> _Source_
==*==

Northampton Police stops program with elementary schools

BY NICOLE VILLACRÉS

The Northampton Police Department has ended their “High Five Friday” program, in which a group of officers would rotate between the four elementary schools every Friday to welcome kids to school. The NPD initiated the program in December of 2016 to foster positive encounters between police and young children. The program was shut down due to parents’ concerns about the presence of officers and the effect it might have on their children, according to the Daily Hampshire Gazette.

“People were specifically concerned about kids of color, undocumented children or any children who may have had negative experiences with the police,” stated a post on the police department’s Facebook page.

Jody Kasper, the NPD police chief, noted that most of the responses they received regarding the program were positive, but she felt the department needed to listen to anyone who expressed differing opinions. “One of the things we’re all learning in our current climate is [that] we need to listen to other people and hear what they’re saying,” Kasper said, as quoted in the New York Times.

Some who responded positively to the program are now taking to the department’s Facebook page with angry comments, frustrated by the loss of the program. It is important to note that white individuals are more than twice as likely to say that police use an appropriate amount of force, treat racial groups equally and are held accountable for misconduct, according to a survey from the Pew Research Center. Northampton has a population of about 28,000 and was about 87 percent white in 2015, according to the New York Times.

==*==

> _Data lines_
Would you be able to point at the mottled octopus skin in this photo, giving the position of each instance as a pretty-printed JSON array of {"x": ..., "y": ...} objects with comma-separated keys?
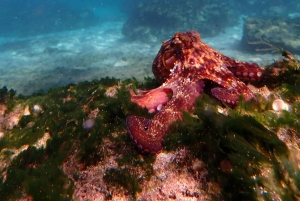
[{"x": 184, "y": 65}]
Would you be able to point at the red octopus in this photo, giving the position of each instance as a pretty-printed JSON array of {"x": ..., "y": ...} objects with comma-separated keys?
[{"x": 185, "y": 66}]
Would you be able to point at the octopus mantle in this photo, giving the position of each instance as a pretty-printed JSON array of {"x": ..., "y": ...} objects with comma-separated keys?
[{"x": 186, "y": 67}]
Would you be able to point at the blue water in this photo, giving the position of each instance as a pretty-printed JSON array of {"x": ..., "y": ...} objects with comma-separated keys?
[{"x": 114, "y": 38}]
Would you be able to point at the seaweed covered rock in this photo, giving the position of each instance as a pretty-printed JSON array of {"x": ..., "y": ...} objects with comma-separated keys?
[
  {"x": 282, "y": 32},
  {"x": 154, "y": 20},
  {"x": 71, "y": 143}
]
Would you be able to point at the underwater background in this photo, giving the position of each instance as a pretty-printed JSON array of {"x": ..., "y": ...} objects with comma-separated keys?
[
  {"x": 65, "y": 71},
  {"x": 44, "y": 44}
]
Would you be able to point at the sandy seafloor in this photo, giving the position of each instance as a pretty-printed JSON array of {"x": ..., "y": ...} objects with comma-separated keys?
[{"x": 42, "y": 62}]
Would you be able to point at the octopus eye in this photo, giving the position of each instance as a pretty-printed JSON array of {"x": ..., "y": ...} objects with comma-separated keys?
[{"x": 168, "y": 60}]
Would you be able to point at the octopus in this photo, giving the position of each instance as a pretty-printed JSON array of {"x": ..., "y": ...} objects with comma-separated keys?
[{"x": 186, "y": 67}]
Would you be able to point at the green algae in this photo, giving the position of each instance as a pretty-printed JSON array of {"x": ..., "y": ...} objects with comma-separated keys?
[
  {"x": 123, "y": 178},
  {"x": 245, "y": 139}
]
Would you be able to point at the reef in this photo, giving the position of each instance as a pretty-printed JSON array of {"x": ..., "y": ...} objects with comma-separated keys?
[{"x": 71, "y": 143}]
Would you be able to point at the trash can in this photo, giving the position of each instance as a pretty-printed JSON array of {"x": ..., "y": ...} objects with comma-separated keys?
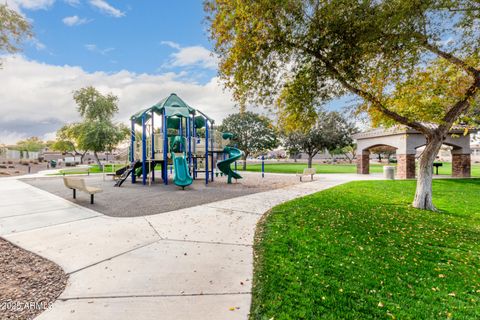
[{"x": 389, "y": 172}]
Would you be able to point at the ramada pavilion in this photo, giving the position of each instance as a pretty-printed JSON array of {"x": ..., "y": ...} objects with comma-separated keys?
[{"x": 406, "y": 141}]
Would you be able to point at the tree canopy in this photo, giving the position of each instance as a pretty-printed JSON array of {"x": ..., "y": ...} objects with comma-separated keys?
[
  {"x": 13, "y": 30},
  {"x": 252, "y": 132},
  {"x": 330, "y": 132},
  {"x": 97, "y": 132},
  {"x": 300, "y": 54}
]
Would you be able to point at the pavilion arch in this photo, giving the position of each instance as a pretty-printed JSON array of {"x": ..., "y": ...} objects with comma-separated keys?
[{"x": 406, "y": 141}]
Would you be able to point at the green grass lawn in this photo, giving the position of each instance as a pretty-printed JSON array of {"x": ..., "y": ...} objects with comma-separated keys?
[
  {"x": 339, "y": 168},
  {"x": 360, "y": 251}
]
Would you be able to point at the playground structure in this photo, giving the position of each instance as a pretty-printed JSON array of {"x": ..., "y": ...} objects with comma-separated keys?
[{"x": 185, "y": 139}]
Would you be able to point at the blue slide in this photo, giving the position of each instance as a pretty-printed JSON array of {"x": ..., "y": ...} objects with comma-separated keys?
[{"x": 181, "y": 176}]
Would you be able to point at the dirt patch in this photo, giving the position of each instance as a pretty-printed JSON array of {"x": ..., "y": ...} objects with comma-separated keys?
[
  {"x": 29, "y": 284},
  {"x": 133, "y": 200}
]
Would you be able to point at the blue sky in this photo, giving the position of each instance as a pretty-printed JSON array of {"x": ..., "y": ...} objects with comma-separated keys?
[
  {"x": 139, "y": 50},
  {"x": 134, "y": 38}
]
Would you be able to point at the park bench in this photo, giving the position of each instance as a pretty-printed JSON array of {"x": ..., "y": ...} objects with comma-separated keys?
[
  {"x": 307, "y": 172},
  {"x": 78, "y": 170},
  {"x": 79, "y": 184}
]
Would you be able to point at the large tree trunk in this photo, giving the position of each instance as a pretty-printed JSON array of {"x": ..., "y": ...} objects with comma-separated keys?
[
  {"x": 97, "y": 160},
  {"x": 423, "y": 193},
  {"x": 310, "y": 158}
]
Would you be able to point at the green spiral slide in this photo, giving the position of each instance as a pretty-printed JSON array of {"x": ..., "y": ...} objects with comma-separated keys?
[
  {"x": 224, "y": 166},
  {"x": 181, "y": 176}
]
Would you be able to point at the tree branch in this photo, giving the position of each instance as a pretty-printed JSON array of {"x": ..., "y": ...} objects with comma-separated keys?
[
  {"x": 463, "y": 104},
  {"x": 375, "y": 102},
  {"x": 449, "y": 57}
]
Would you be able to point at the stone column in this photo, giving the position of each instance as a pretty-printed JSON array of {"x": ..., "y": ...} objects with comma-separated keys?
[
  {"x": 405, "y": 166},
  {"x": 461, "y": 165},
  {"x": 363, "y": 162}
]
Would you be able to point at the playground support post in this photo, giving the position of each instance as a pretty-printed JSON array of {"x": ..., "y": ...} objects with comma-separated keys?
[
  {"x": 152, "y": 157},
  {"x": 206, "y": 150},
  {"x": 194, "y": 162},
  {"x": 212, "y": 161},
  {"x": 263, "y": 166},
  {"x": 165, "y": 148},
  {"x": 132, "y": 148},
  {"x": 144, "y": 151}
]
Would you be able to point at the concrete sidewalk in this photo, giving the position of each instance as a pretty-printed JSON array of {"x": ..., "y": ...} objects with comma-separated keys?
[{"x": 193, "y": 263}]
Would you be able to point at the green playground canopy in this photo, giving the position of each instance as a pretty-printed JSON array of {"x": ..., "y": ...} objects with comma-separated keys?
[{"x": 174, "y": 108}]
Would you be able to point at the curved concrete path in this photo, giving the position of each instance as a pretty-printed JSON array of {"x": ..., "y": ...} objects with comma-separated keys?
[{"x": 193, "y": 263}]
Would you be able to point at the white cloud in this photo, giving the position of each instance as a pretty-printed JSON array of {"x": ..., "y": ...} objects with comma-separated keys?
[
  {"x": 171, "y": 44},
  {"x": 73, "y": 3},
  {"x": 105, "y": 7},
  {"x": 17, "y": 5},
  {"x": 36, "y": 98},
  {"x": 96, "y": 49},
  {"x": 191, "y": 56},
  {"x": 74, "y": 21}
]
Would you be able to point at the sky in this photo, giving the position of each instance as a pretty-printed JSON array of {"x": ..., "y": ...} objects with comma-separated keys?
[{"x": 140, "y": 50}]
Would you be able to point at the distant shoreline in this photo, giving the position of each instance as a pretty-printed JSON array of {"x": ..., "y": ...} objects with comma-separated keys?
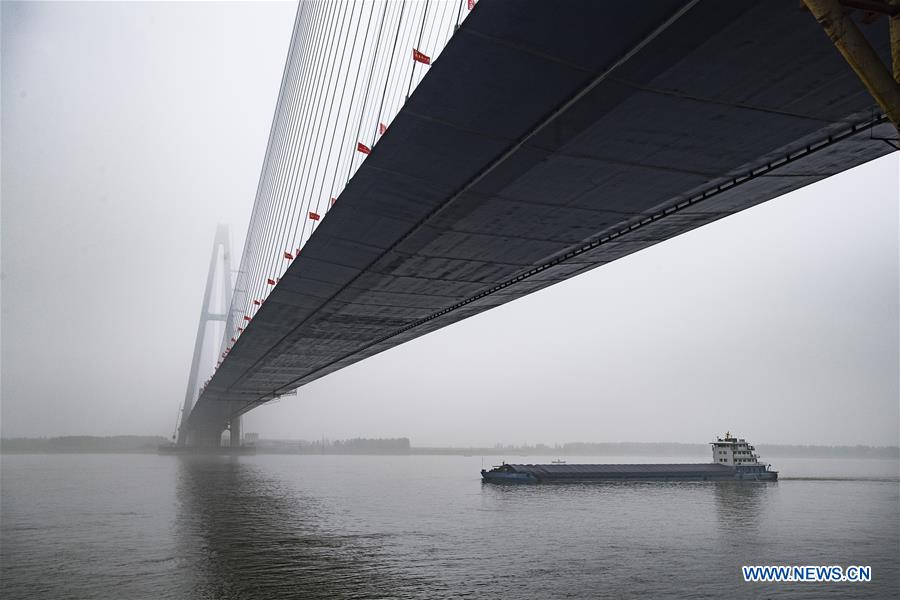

==*==

> _Objectives_
- 1) Answer these questions using the article on the Northampton police program:
(a) In what month and year did the department start the program?
(b) Who is the police chief of the Northampton Police Department?
(c) About how many people live in Northampton?
- 2) Transcribe the part of the article on the Northampton police program starting at "BY NICOLE VILLACRÉS" and ending at "Daily Hampshire Gazette.".

> _Answers to the problems_
- 1)
(a) December 2016
(b) Jody Kasper
(c) About 28,000

- 2)
BY NICOLE VILLACRÉS

The Northampton Police Department has ended their “High Five Friday” program, in which a group of officers would rotate between the four elementary schools every Friday to welcome kids to school. The NPD initiated the program in December of 2016 to foster positive encounters between police and young children. The program was shut down due to parents’ concerns about the presence of officers and the effect it might have on their children, according to the Daily Hampshire Gazette.